+++ Provided text

I just made my annual visit to Sarah's Tent. Oh, nobody actually calls it that but for the women who gather once a year to cook latkes in the kitchen of Malibu Jewish Center & Synagogue for the Hebrew school's Hanukkah party, we know what it's really about, why we are really there, why -- in my case -- I run the risk of my boss' displeasure just to stand in a small kitchen with 15 other women and a dozen or so potato latke fryers.
Just like what transpired in Sarah's Tent, our latke-making is a spiritual event. And to my way of thinking, the kitchen klatch in my Malibu synagogue is just as healing and knowledge-filled as what occurs in our children's religious school classroom. It's learning, but of a different kind -- one more of self-discovery and connection that ends in the magical safety of the womb of friendships.
Sarah's Tent is symbolic of home. It's where my women ancestors came with their troubles and questions and left with their sisters' support and answers. Sarah's life of 127 years was devoted to tzedakah, deeds of kindness and charity. The doors of her tent were always left wide open, a metaphor for her warmth and hospitality. And her kitchen's dough was blessed, meaning she was able to feed all the needy and always have enough for everyone.
And that's what occurs at the Moms latke-making party. All the moms bring in their family recipes and engage in a two-hour latke-cooking marathon while their children -- with mouths drooling -- wait impatiently in their classrooms. Perfect latkes, like perfect solutions, cannot be rushed, you know. We moms form a human latke-making chain with the end prize being delivery to the kids' rooms.
The latkes can be smelled from a half mile away and anyone who enters the cooking den exits smelling like the deep-fried pancakes. The tent's elders -- that would include me -- know to wear clothes that can be stripped off and tossed into the washing machine the minute we get home. We exchange knowing looks when a newbie comes to the tent wearing something that's dry cleanable only. She'll learn for next time, because after all, that's what happens in Sarah's Tent.

++++++

What you need to do: Write the next few paragraphs of the text about the latke-making gathering in Sarah's Tent, picking up right after its last sentence. You won't need the listing for anything.

+++ Source material

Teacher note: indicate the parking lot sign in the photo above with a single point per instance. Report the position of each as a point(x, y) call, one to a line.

++++++

Output for this exercise:
For me, this communal latke-making is a chance to catch up with the moms who I see infrequently and those I have yet to know well. There are no secrets in Sarah's Tent; it's as if the smell of latkes cooking is an elixir for the truth. We talk of families, teachers, husbands, our children's struggles as well as our own. Confidences are shared over a frying pan, although even the most personal stories will be interrupted with a "you better flip that one," which the story-teller does without missing a beat in the tale she's sharing.
I love the din of the women's voices, all talking at once while they mix batter, pat down excess oil, season with more salt or discuss with all the seriousness of the world whether to add another egg. It's music to my ears. Sometimes, I just like to listen to the noise of the kitchen and take stock of my blessings -- which include being a welcomed member of Sarah's Tent.
Occasionally Cantor Marcelo wanders in to serenade us, but we all know his true purpose: He wants a latke. He is shooed away by the women in the tent. Nicely, of course.
Less frequently, a husband will hover by the doorway, lured there by the siren of the wafting latke smell. If he's noticed at all, he'll be invited in to sample. Chances are, he'll eat quickly and run. Sarah's Tent is a place where the women gather to share, to learn, to simply put aside their worries and be comforted by the presence of sisters.
We are a gracious bunch, we who gather but once a year. We celebrate the accomplishments of each others' children without envy, we express our sorrow at the loss of a husband's job with offers of help, we admit to one another the weight of our burdens.
And in the same breath, we compliment each other's recipes. My latkes are always the most oniony; as the oldest, it feels right to me to represent tradition in this group. Jackie this year introduced us to latkes with cheese; I know from Facebook that she's a spiritual seeker whose journey has taken her many places. A young mom made sweet potato latkes quietly in the corner while her two little boys assisted. And perhaps as a sign of the times, someone made gluten-free latkes. I suspect her bubie in heaven grimaced at those, but isn't life, after all, about progressing? (And I couldn't tell the difference, although I may suggest that next year she add a little more salt.)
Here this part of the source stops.